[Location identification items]
## Begin

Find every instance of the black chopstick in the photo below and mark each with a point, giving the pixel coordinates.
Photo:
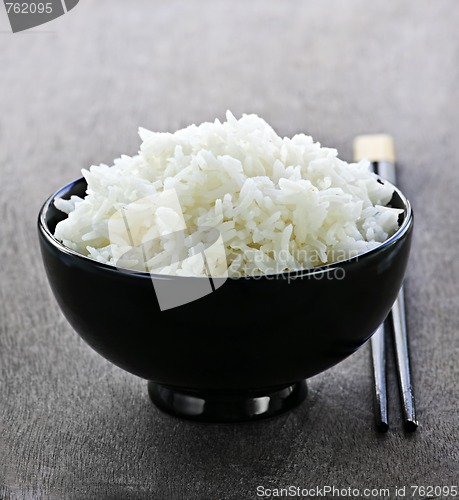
(379, 149)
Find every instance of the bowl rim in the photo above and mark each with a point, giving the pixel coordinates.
(398, 235)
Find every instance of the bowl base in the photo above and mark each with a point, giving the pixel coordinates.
(206, 406)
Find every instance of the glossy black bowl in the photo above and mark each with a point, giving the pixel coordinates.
(242, 352)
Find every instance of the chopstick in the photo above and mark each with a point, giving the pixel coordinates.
(379, 149)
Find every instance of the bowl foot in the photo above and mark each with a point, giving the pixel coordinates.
(226, 407)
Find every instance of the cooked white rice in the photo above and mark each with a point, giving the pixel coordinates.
(280, 204)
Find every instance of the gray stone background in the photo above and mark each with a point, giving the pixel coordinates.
(74, 91)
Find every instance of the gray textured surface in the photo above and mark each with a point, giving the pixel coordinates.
(73, 93)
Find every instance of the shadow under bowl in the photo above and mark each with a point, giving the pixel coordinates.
(242, 352)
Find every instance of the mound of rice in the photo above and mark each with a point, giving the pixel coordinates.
(280, 204)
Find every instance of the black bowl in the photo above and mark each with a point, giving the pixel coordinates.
(242, 352)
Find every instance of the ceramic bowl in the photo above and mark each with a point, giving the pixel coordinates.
(242, 352)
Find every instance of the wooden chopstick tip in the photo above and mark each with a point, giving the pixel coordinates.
(374, 147)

## End

Directions - Return the lines beginning at the one that contains "Find every instance of the bowl foot" and continuing through the last line of the data, exactly as they stand and without any others.

Final result -
Find every instance of the bowl foot in the photo above and mark each with a point, giving the pixel coordinates.
(226, 407)
Find every instance of the cooked white rice in the photo above and mark each with a point, giving the pixel coordinates.
(280, 204)
Find every instance of the gray stone background in the photo above and mark each with a point, giving the pixel coordinates.
(74, 91)
Find every instance of the gray textured surface in the photo above and mark each with a point, giving the pixel coordinates.
(73, 93)
Find every instance of the shadow under bowl in the photo above and mark each with a point, giving the pixel coordinates.
(242, 352)
Find every instance of the mound of rice in the photo above and mark each with a point, giving the pixel coordinates.
(280, 204)
Find every instance of the black bowl in the photo above and mark each with a point, giving the pixel coordinates.
(242, 352)
Find every instance of the ceramic bowl in the photo above and mark each with a point, giving the pixel coordinates.
(242, 352)
Find every instance of the wooden chopstick tip in the photo above and mark each with a point, giving the pixel coordinates.
(374, 147)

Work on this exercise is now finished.